> Teks Dokumen:
━━━━━━━━

Arya Penangsang atau Arya Jipang atau Ji Pang Kang adalah Raja Adipati Jipang yang memerintah pada pertengahan abad ke-15.
Pengikutnya melakukan pembunuhan terhadap Sunan Prawoto sebagai balas dendam karena Sunan Prawoto telah membunuh Pangeran Surowiyoto (Sekar), ayahanda dari Pangeran Arya Penangsang demi menaikkan Trenggana (Bapak Sunan Prawoto) menjadi Raja Demak ke 3.
Arya Penangsang lalu menjadi raja Demak ke 5 atau Penguasa terakhir Kerajaan Demak dan memindahkan pusat Pemerintahannya ke Jipang, sehingga pada masa itu dikenal dengan sebutan Demak jipang. Namun pada tahun 1554 Arya penangsang tewas dibunuh Pasukan pemberontak kiriman Hadiwijaya, penguas Pajang. Riwayat mengenai Arya Penangsang tercantum dalam beberapa serat dan babad yang ditulis ulang pada periode bahasa Jawa Baru (abad ke-19), seperti Babad Tanah Jawi dan Serat Kanda. Arya Penangsang juga terkenal sakti mandraguna serta memiliki kepribadian yang tegas dan kukuh, baginya tidak ada kata kompromi dalam membela dan mempertahankan kebenaran.

━━━━━━━━

> Soal Latihan:
a - Menurut teks tentang Arya Penangsang, ke mana ia memindahkan pusat pemerintahannya?
b - Teruskan teks tentang Arya Penangsang dengan tulisan baru setelah kalimat terakhirnya.

━━━━━━━━

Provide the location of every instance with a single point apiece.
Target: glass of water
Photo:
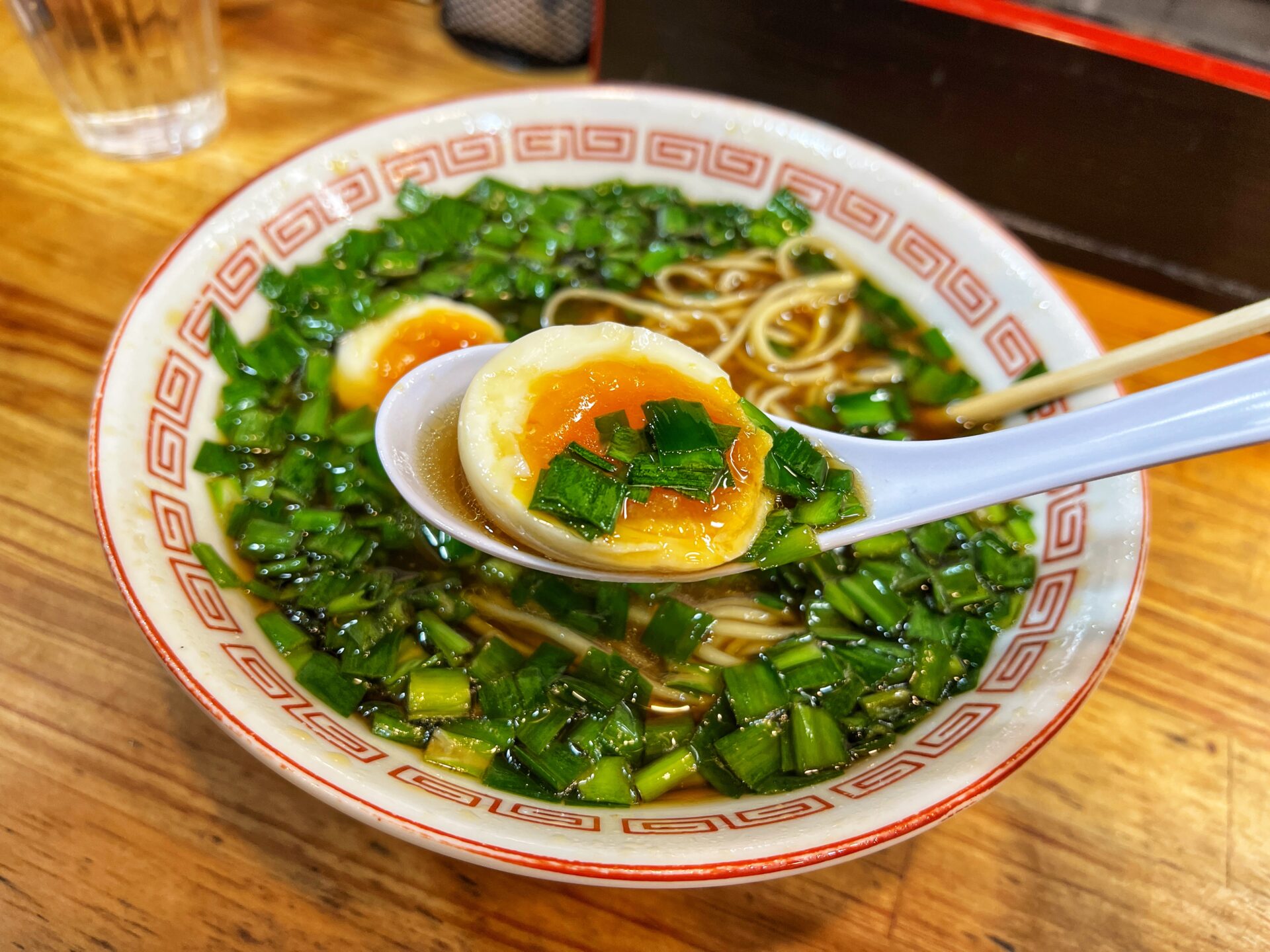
(138, 79)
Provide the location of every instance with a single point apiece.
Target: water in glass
(138, 79)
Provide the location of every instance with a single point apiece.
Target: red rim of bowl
(478, 851)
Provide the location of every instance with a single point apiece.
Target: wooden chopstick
(1197, 338)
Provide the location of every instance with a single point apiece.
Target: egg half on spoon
(375, 356)
(545, 391)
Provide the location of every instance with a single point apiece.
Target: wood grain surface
(130, 822)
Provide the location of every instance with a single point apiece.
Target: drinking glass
(138, 79)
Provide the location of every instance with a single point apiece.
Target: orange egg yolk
(564, 407)
(413, 343)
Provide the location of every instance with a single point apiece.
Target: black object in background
(1126, 171)
(521, 33)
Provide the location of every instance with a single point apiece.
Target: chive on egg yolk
(546, 390)
(374, 357)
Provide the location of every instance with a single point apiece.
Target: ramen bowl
(158, 397)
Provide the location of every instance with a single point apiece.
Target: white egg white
(359, 350)
(493, 415)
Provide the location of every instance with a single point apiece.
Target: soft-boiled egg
(545, 391)
(374, 357)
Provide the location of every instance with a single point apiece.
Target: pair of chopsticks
(1194, 339)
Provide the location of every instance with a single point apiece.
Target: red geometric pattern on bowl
(349, 194)
(173, 521)
(863, 215)
(1064, 524)
(204, 596)
(515, 809)
(672, 150)
(454, 157)
(923, 255)
(736, 164)
(714, 823)
(968, 296)
(261, 673)
(959, 725)
(1011, 346)
(607, 143)
(849, 207)
(1040, 619)
(890, 771)
(334, 733)
(238, 274)
(312, 215)
(178, 386)
(165, 448)
(295, 226)
(719, 160)
(1052, 409)
(197, 323)
(816, 190)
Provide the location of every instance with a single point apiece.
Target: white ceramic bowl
(925, 243)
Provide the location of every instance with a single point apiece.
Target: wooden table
(130, 822)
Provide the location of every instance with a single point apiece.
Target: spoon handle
(910, 484)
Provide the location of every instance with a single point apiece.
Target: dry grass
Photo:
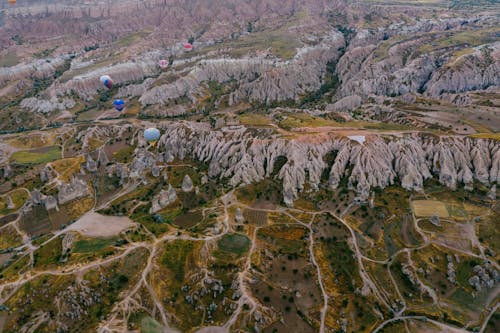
(67, 167)
(33, 141)
(493, 136)
(79, 207)
(430, 208)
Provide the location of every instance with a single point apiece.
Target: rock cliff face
(397, 66)
(47, 106)
(258, 79)
(38, 69)
(163, 199)
(243, 158)
(76, 188)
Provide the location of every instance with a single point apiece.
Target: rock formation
(76, 188)
(9, 203)
(243, 159)
(187, 184)
(238, 215)
(163, 199)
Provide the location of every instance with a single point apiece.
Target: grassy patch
(9, 238)
(31, 141)
(430, 208)
(253, 119)
(175, 257)
(92, 245)
(232, 246)
(37, 156)
(49, 254)
(149, 325)
(68, 166)
(18, 198)
(493, 136)
(9, 60)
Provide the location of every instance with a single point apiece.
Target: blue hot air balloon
(119, 104)
(106, 81)
(151, 134)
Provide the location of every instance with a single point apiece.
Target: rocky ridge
(410, 159)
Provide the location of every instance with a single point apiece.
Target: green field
(37, 156)
(175, 256)
(149, 325)
(92, 245)
(233, 244)
(8, 60)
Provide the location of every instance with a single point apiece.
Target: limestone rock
(492, 193)
(239, 156)
(76, 188)
(10, 203)
(90, 164)
(187, 184)
(163, 199)
(238, 215)
(50, 202)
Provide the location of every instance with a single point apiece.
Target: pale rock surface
(163, 199)
(76, 188)
(9, 202)
(238, 215)
(237, 155)
(187, 184)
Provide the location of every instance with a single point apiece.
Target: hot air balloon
(106, 81)
(119, 104)
(151, 134)
(163, 63)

━━━━━━━━

> Jawaban Soal:
a - Ke Jipang.

b -
Arya Penangsang juga memiliki adik yang bernama Arya Mataram.
***
Menurut Serat Kanda, Ayah dari Arya Penangsang adalah Surowiyoto atau Raden Kikin atau sering disebut juga sebagai Pangeran Sekar, ia adalah putra Raden Patah raja Demak pertama. Ibu Raden Kikin adalah putri Raja Jipang sehingga ia bisa mewarisi kedudukan kakeknya. selain Raden kikin, Raja Demak Raden Patah juga memiliki dua putra lagi yaitu Adipati Unus (putra pertama ) dan Raden Trenggono.
Pada tahun 1521 anak pertama Raden Patah yang bernama Adipati Kudus (orang Portugis menyebutnya Pate Unus, dikenal juga sebagai Pangeran Sabrang Lor, melakukan penyerangan ke Malaka yang saat itu wilayah ini dikuasai Portugis) Ia gugur dalam perang itu. Sementara dikerajaan Demak sendiri kedua adiknya, yaitu Raden Kikin atau Pangeran Sekar Seda ing Lepen (bunga yang tewas di tepi sungai Bengawan Solo) dan Raden Trenggana berperang saling berebut takhta.
Raden Kikin memiliki 2 orang putra yang bernama Arya Penangsang dan Arya Mataram,
sedangkan Raden Trenggana memiliki putra pertama bernama Raden Mukmin atau yang disebut juga sebagai Sunan Prawoto. Raden Mukmin membunuh pamannya yang bernama Raden Kikin sepulang salat Jumat di tepi sebuah sungai dengan menggunakan keris Kyai Setan Kober yang dicurinya dari Sunan Kudus. Sejak saat itu, Raden Kikin terkenal dengan sebutan Pangeran Sekar Seda ing Lepen ("Bunga yang gugur di sungai").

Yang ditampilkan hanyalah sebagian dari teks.